++++ SUPPLIED RECORDS ++++
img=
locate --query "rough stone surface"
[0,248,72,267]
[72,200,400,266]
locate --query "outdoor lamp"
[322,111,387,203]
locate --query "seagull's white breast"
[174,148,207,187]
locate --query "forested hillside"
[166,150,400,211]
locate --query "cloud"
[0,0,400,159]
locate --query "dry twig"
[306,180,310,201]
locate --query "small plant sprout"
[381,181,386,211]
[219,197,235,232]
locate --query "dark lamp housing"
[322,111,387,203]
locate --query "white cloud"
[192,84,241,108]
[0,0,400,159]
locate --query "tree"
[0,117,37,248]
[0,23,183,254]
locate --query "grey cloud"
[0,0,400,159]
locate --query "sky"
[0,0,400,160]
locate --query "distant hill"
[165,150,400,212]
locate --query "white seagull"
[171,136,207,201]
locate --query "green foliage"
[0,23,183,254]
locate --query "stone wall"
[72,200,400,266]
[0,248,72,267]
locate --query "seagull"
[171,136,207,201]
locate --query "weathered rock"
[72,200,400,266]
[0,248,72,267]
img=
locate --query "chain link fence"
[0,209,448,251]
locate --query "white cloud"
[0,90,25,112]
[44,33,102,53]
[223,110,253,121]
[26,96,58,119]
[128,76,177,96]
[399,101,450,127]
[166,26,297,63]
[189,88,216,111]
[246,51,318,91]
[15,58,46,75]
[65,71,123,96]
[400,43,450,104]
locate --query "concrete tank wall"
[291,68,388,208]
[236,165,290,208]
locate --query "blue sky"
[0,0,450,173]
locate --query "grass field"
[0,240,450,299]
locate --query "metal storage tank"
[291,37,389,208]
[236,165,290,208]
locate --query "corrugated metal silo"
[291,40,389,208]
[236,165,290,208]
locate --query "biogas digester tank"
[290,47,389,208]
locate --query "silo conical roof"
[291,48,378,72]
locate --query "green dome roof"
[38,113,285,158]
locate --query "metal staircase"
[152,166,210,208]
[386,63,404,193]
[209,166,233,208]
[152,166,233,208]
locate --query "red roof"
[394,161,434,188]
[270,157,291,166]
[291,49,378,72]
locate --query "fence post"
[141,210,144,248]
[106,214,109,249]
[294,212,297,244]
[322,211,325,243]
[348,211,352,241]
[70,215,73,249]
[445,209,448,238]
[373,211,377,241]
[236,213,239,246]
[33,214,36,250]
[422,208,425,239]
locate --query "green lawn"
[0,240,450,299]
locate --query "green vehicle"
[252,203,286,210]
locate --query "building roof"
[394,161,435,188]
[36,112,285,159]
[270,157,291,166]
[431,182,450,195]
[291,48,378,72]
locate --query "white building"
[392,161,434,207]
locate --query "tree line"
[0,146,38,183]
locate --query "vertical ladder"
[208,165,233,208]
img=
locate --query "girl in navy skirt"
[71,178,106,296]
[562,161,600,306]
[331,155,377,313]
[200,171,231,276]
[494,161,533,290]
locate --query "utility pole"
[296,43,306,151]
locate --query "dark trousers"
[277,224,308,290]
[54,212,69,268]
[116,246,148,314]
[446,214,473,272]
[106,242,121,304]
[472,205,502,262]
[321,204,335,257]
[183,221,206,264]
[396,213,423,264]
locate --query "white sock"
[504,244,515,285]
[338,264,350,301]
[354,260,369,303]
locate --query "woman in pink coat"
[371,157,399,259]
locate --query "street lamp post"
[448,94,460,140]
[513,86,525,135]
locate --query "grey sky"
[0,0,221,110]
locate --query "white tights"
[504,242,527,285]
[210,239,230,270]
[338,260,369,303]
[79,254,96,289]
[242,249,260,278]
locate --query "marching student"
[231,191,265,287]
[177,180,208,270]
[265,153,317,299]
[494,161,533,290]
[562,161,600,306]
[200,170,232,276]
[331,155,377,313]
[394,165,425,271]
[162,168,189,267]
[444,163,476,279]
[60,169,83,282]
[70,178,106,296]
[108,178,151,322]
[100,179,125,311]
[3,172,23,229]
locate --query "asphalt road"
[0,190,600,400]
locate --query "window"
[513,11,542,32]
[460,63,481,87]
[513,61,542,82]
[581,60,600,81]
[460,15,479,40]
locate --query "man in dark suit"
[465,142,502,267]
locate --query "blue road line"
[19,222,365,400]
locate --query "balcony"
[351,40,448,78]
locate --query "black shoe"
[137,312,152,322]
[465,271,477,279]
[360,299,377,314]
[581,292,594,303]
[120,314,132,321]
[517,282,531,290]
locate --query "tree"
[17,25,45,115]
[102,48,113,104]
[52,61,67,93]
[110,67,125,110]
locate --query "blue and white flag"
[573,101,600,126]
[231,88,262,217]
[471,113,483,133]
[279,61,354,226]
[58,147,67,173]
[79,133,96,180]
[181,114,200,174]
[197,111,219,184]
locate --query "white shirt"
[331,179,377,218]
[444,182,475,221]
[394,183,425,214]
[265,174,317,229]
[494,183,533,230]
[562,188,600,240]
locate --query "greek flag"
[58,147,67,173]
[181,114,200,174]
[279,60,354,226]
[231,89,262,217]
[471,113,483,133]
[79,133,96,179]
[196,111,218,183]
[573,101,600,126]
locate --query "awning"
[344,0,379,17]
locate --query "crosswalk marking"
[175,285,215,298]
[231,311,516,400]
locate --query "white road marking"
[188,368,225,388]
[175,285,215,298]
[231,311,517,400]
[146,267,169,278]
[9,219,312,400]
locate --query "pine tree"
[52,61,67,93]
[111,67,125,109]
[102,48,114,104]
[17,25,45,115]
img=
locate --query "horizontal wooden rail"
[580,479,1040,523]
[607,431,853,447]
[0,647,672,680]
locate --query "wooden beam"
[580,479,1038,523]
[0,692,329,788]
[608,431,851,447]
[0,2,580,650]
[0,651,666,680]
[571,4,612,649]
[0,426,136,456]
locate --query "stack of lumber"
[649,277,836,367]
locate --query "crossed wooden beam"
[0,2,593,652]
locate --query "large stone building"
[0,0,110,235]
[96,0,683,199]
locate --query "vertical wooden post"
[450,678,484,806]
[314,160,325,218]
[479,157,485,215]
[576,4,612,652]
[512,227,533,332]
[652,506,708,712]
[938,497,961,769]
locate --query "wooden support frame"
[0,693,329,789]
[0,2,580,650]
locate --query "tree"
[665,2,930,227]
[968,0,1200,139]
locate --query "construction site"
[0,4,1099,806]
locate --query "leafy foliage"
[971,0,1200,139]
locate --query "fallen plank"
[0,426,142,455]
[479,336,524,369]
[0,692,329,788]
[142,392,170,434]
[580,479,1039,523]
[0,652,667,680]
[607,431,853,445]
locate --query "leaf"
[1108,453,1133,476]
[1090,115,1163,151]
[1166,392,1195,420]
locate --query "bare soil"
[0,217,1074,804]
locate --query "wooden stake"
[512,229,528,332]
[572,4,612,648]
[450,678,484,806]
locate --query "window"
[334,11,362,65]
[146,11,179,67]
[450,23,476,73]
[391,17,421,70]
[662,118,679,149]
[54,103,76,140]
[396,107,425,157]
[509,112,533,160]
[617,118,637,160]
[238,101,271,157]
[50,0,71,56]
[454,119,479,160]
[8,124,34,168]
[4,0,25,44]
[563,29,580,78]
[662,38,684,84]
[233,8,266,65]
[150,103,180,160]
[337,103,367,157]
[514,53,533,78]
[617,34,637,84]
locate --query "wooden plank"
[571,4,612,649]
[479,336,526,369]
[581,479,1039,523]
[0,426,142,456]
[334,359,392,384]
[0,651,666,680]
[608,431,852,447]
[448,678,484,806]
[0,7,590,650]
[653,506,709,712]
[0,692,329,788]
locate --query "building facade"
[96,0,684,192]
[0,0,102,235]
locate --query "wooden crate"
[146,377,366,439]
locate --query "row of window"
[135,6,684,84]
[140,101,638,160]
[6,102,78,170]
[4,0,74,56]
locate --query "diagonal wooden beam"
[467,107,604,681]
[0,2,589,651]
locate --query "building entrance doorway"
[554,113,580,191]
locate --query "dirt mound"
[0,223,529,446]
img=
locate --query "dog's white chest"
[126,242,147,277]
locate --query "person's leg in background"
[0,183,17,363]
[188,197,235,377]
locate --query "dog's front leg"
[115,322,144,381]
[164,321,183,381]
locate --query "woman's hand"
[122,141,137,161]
++++
Pull out each line in the listing above that contains the word "post".

## [FINAL RESULT]
locate --query "fence post"
locate --query "street lamp post"
locate --query "vertical wooden post"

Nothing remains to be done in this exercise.